**PROBLEM TO SOLVE**.
From the line containing "In the photo above, where can the plastic" to the end of the listing, write out every line exactly; leave out everything else.

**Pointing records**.
• • • • • • •

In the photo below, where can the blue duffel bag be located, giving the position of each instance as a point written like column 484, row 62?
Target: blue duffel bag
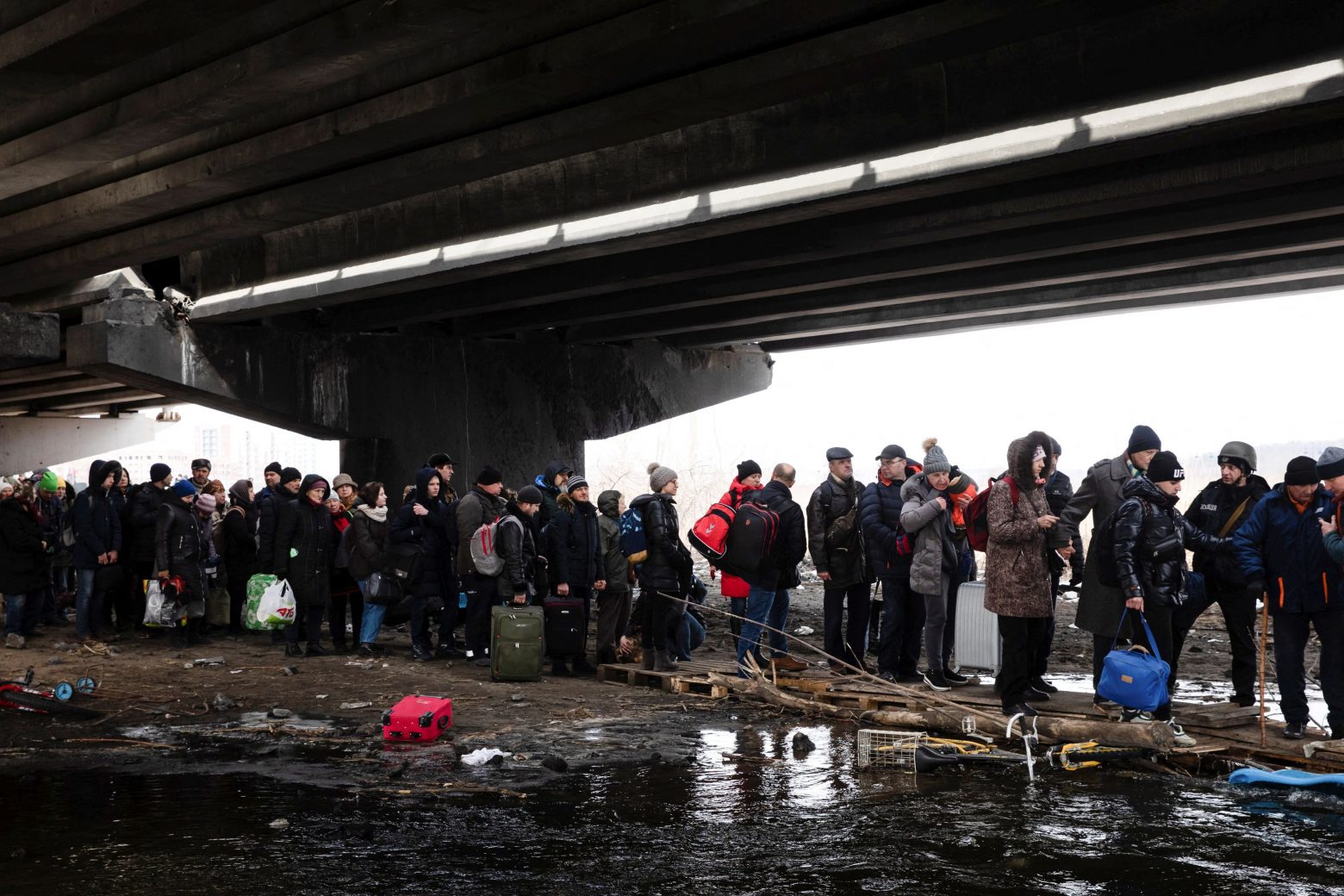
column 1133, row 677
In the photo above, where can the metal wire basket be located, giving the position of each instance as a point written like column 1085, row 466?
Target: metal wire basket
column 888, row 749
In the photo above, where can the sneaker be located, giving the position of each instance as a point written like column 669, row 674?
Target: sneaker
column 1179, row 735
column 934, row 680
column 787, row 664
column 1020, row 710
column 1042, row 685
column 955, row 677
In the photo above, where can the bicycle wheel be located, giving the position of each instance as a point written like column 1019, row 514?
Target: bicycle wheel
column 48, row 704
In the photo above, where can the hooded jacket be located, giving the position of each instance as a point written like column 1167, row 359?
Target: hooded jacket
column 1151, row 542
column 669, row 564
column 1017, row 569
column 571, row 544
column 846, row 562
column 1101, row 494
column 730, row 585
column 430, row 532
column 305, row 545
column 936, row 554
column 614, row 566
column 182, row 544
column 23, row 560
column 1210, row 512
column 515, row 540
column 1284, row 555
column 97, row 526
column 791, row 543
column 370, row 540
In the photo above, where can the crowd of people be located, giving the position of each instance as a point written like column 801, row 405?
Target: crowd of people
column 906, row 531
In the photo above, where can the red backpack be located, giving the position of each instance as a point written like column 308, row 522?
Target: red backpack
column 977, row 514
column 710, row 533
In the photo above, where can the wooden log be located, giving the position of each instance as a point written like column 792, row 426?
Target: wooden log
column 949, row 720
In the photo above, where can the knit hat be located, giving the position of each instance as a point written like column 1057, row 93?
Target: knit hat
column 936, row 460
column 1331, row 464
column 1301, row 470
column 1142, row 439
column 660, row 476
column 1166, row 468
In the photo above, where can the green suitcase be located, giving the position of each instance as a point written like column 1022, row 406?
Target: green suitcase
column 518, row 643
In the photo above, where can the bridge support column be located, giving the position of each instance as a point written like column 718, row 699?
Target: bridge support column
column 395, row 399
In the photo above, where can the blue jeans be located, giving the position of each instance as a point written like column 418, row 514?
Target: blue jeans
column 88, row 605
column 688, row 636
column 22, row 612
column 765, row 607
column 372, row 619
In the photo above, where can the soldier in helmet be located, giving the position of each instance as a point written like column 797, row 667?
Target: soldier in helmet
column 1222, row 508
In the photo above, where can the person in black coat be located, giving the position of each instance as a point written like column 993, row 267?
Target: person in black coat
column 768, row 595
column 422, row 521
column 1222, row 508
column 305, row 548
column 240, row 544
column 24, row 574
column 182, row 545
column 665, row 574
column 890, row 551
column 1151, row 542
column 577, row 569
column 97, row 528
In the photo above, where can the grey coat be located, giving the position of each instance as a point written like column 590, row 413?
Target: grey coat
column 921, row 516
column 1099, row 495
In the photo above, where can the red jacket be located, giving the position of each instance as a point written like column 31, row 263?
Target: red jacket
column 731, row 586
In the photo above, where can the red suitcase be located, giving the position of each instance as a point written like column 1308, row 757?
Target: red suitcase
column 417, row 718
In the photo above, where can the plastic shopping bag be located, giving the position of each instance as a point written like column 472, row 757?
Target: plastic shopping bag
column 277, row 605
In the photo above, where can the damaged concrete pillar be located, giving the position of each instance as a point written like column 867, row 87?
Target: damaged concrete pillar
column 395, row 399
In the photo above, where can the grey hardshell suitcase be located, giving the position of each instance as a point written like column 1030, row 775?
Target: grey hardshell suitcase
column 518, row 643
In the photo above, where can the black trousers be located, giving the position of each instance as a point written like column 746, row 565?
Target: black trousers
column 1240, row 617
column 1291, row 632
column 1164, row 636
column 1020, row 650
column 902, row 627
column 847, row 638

• • • • • • •

**EXERCISE SOLUTION**.
In the photo above, where can the plastic shopping bag be located, giving the position of each instance as a point written like column 472, row 757?
Target: plastic shopping bag
column 277, row 605
In the photo above, where can the damaged concrete pillar be located, giving the position of each instance as a point written like column 867, row 87?
Target: damaged concrete pillar
column 395, row 399
In the photo above, where can the grey hardshell suitcase be located, giving the position of each instance as a point written like column 1030, row 775?
Target: grey hardshell suitcase
column 518, row 643
In the photo above, where can the black trousers be located, giving the position of each instance as a point written like column 746, row 565?
Target: black trousers
column 1240, row 617
column 1291, row 632
column 1164, row 636
column 1020, row 650
column 902, row 627
column 847, row 638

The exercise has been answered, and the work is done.